Data supplied.
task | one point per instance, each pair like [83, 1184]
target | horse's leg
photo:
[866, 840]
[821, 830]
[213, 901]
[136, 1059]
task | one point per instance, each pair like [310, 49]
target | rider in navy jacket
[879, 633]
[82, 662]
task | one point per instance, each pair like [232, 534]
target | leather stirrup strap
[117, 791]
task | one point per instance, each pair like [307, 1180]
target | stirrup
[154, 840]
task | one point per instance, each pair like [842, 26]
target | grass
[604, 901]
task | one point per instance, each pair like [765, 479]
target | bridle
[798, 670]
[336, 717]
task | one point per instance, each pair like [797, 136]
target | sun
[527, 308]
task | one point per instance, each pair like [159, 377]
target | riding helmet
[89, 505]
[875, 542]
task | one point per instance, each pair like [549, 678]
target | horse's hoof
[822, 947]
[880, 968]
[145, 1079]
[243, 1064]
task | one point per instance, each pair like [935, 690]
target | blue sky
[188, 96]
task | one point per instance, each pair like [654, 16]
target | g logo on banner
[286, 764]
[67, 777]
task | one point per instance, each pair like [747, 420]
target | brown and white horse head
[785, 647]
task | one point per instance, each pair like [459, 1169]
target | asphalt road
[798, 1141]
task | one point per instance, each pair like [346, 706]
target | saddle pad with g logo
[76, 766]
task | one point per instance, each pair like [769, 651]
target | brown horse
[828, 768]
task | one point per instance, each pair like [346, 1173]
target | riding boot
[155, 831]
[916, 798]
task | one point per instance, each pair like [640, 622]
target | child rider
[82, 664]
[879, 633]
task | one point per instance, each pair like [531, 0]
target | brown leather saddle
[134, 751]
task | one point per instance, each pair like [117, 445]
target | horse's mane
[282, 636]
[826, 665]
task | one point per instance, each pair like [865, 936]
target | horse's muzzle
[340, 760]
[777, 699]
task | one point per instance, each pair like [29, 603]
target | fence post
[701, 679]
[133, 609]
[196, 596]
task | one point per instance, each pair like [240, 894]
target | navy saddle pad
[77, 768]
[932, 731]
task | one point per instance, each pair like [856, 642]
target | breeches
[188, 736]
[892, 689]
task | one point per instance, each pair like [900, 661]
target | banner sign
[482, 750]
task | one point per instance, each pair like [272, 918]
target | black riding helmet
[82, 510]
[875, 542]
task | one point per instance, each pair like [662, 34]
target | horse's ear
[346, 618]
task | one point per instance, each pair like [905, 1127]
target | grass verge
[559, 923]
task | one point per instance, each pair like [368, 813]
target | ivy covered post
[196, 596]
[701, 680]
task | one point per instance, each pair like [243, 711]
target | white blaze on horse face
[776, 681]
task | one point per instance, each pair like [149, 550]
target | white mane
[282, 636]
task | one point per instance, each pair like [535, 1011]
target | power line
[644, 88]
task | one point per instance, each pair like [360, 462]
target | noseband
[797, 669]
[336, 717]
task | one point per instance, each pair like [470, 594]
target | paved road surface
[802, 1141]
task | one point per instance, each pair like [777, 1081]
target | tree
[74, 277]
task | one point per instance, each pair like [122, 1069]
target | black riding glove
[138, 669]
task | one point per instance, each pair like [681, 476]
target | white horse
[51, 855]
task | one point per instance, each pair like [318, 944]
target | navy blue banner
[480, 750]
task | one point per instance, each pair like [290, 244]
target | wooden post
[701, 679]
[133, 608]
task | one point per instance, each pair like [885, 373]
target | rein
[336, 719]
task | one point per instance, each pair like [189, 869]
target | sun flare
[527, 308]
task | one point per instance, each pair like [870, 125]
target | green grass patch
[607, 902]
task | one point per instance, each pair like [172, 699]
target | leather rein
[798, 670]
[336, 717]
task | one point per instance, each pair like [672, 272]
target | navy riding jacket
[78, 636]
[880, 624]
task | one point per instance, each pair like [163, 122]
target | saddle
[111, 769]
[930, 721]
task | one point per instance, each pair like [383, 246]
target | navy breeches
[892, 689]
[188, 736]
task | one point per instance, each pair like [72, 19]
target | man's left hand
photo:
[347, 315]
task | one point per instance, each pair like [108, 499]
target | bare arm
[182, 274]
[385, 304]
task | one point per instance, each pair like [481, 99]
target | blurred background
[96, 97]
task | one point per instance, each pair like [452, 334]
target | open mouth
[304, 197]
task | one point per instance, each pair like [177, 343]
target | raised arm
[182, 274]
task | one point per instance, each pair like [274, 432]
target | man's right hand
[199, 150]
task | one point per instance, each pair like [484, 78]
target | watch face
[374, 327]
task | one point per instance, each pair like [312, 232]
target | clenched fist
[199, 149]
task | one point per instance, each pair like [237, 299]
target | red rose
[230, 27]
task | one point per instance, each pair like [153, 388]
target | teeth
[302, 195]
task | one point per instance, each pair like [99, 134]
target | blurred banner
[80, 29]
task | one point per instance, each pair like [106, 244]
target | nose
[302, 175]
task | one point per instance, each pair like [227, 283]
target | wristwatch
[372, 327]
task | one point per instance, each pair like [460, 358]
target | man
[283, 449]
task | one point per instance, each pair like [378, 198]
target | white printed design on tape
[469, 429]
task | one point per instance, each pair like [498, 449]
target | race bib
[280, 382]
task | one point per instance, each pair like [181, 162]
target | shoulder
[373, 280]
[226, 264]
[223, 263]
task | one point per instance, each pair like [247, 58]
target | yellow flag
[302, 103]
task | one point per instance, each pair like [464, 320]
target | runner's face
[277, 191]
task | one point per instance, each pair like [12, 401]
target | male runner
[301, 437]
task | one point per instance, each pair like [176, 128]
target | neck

Work instructions. All the data must be duplicated exactly, with nothing added or removed.

Answer to the exercise.
task | one point per instance, each pair like [83, 1184]
target | horse's leg
photo:
[866, 840]
[821, 830]
[213, 901]
[136, 1059]
task | one point per instance, each pair like [310, 49]
target | rider in navy jacket
[879, 633]
[82, 662]
task | one point per instance, each pair like [232, 534]
target | leather stirrup strap
[117, 791]
task | one point per instance, each pair like [307, 1180]
target | stirrup
[154, 840]
task | one point per instance, each pair like [842, 26]
target | grass
[604, 901]
task | one point per instance, each pair like [765, 479]
target | bridle
[798, 670]
[336, 717]
task | one point per instance, each pair like [797, 136]
target | sun
[527, 308]
task | one point per instance, each pair like [159, 377]
target | riding helmet
[89, 505]
[875, 542]
task | one point per instance, each pair like [549, 678]
target | horse's hoof
[822, 947]
[880, 968]
[145, 1079]
[243, 1064]
task | one point per instance, each pair like [935, 690]
target | blue sky
[188, 96]
task | one point per instance, each pair like [654, 16]
target | g logo on banner
[286, 764]
[67, 777]
task | one point per instance, each pair like [747, 420]
target | brown and white horse head
[785, 647]
task | one point per instance, each pair like [459, 1169]
target | asphalt road
[798, 1141]
task | one point per instance, each pair like [346, 706]
target | saddle pad with g logo
[76, 766]
task | one point per instance, each pair like [769, 651]
target | brown horse
[828, 768]
task | one point per instance, each pair like [346, 1173]
target | riding boot
[155, 831]
[916, 798]
task | one point per instance, each pair like [640, 622]
target | child rider
[82, 664]
[879, 633]
task | one point per instance, each pair like [531, 0]
target | brown leather saddle
[134, 751]
task | one point per instance, each pair like [117, 445]
target | horse's mane
[282, 636]
[826, 665]
task | one point per instance, each pair like [865, 936]
target | horse's muzzle
[340, 760]
[777, 699]
task | one point per instance, each pair like [29, 603]
target | fence post
[701, 679]
[133, 609]
[196, 596]
task | one point per instance, each pair like [240, 894]
target | navy saddle pad
[77, 768]
[932, 731]
task | one point per instance, each pair like [856, 642]
target | breeches
[188, 736]
[892, 689]
task | one point per instance, each pair like [900, 661]
target | banner sign
[482, 750]
task | one point per instance, each pair like [272, 918]
target | black riding helmet
[82, 510]
[875, 542]
task | one point per instance, each pair like [662, 34]
target | horse's ear
[346, 618]
task | one point per instance, each pair like [905, 1127]
target | grass verge
[559, 923]
task | one point per instance, each pair like [368, 813]
target | ivy covered post
[196, 596]
[701, 680]
task | one point per instance, each pair like [243, 711]
target | white blaze on horse face
[776, 681]
task | one point per instance, each pair like [149, 550]
target | white mane
[282, 636]
task | one point per instance, each pair like [535, 1011]
target | power line
[644, 88]
task | one point per instance, each pair like [360, 462]
target | noseband
[797, 669]
[336, 717]
task | one point per instance, each pair like [470, 594]
target | paved road surface
[802, 1141]
task | one point per instance, each pair like [777, 1081]
target | tree
[74, 277]
task | one point per instance, each pair like [122, 1069]
target | black riding glove
[138, 669]
task | one point per instance, each pair like [681, 476]
target | white horse
[51, 855]
task | one point per instance, each pair like [318, 944]
target | navy blue banner
[480, 750]
task | one point per instance, each pair like [290, 244]
target | wooden post
[701, 679]
[133, 608]
task | one point per instance, each pair like [885, 373]
target | rein
[336, 719]
task | one point per instance, each pair like [189, 869]
target | sun flare
[527, 308]
task | one point per instance, each pair like [870, 125]
target | green grass patch
[607, 902]
task | one point per instance, each pair like [172, 699]
target | leather rein
[798, 670]
[336, 717]
task | one point per instance, each pair like [672, 272]
target | navy riding jacket
[78, 636]
[880, 624]
task | one point per instance, each pair like [163, 122]
target | saddle
[111, 769]
[930, 721]
task | one point per instance, each pair like [383, 246]
target | navy breeches
[892, 689]
[188, 736]
task | one point per instance, each pair like [72, 19]
target | man's left hand
photo:
[347, 315]
task | one point per instance, each pair like [108, 499]
target | bare arm
[182, 274]
[385, 304]
task | one point per instance, each pair like [481, 99]
target | blurred background
[96, 97]
task | one point per instance, each pair like [452, 334]
target | open mouth
[304, 197]
task | one point per instance, each pair like [177, 343]
target | raised arm
[182, 274]
task | one point per instance, each pair like [274, 432]
target | man's right hand
[199, 150]
task | one point per instance, each pair like [484, 78]
target | watch face
[374, 327]
task | one point per instance, each pair like [312, 232]
target | clenched fist
[199, 149]
task | one point per instance, each pair like [237, 299]
target | red rose
[230, 27]
task | one point per instance, each pair like [153, 388]
target | teeth
[302, 195]
task | one point per instance, each pair like [99, 134]
target | blurred banner
[80, 29]
task | one point per instance, each pair like [106, 244]
target | nose
[302, 175]
task | one point per instance, each pair like [227, 283]
target | wristwatch
[372, 327]
task | one point per instance, each pair like [460, 358]
target | man
[283, 449]
task | one point per instance, each pair like [378, 198]
target | white printed design on tape
[469, 429]
task | one point per instance, each pair like [498, 449]
target | race bib
[280, 382]
task | one point per instance, each pair like [181, 162]
target | shoulder
[373, 280]
[226, 264]
[223, 263]
task | one point per instance, each pair like [247, 58]
target | yellow flag
[302, 103]
task | one point per instance, each pair like [464, 320]
target | runner's face
[277, 191]
task | one point per instance, each pair like [12, 401]
target | male runner
[301, 437]
task | one point per instance, each pair like [176, 128]
target | neck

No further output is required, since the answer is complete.